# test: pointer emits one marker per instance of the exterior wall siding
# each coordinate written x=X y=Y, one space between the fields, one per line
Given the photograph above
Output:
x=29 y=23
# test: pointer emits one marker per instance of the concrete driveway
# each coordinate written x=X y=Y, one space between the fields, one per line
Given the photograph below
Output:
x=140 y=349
***
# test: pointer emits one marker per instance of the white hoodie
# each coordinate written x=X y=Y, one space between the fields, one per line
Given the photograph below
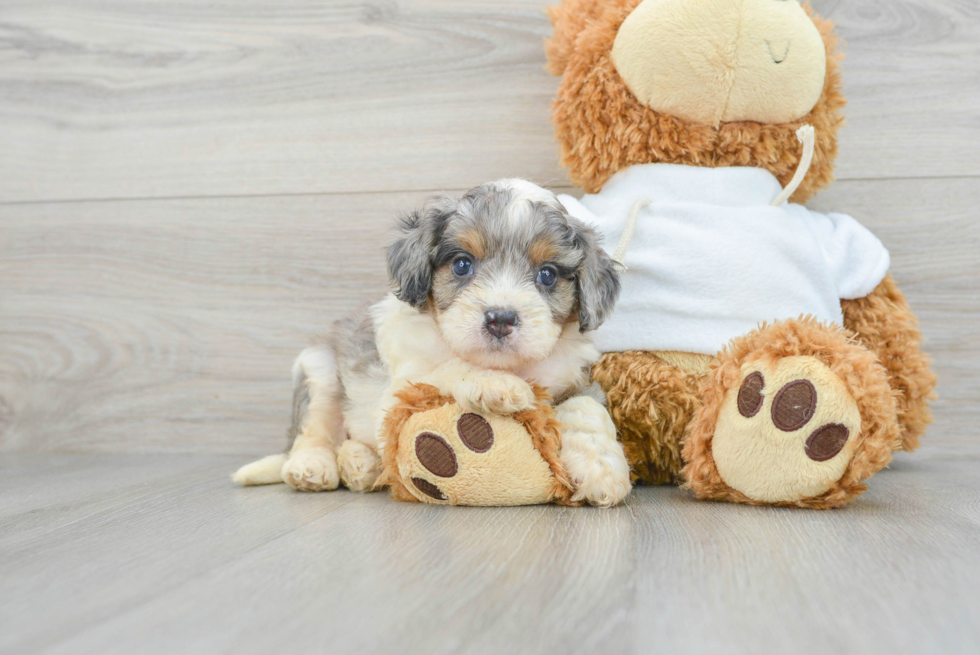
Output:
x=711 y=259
***
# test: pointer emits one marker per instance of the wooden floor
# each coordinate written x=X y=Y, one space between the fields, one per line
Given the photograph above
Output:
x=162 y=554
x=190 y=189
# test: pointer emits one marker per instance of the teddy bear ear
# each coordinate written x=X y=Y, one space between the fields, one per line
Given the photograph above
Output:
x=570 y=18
***
Objective: Please convert everything in the records above, from the line containing "# test: pointer emits one marker per instance of the exterior" down to the line containing "x=140 y=349", both included, into a numbered list with one line per item and no blank lines.

Full response:
1. # test: pointer emits one marker per instance of the exterior wall siding
2. # each coordinate written x=X y=Y, one space between the fields, one per line
3. Given the photograph above
4. Output:
5. x=29 y=23
6. # test: pointer emits one marker per instance of the concrete driveway
7. # each coordinate written x=X y=Y, one space between the fields, one per line
8. Given the photograph below
9. Output:
10. x=140 y=349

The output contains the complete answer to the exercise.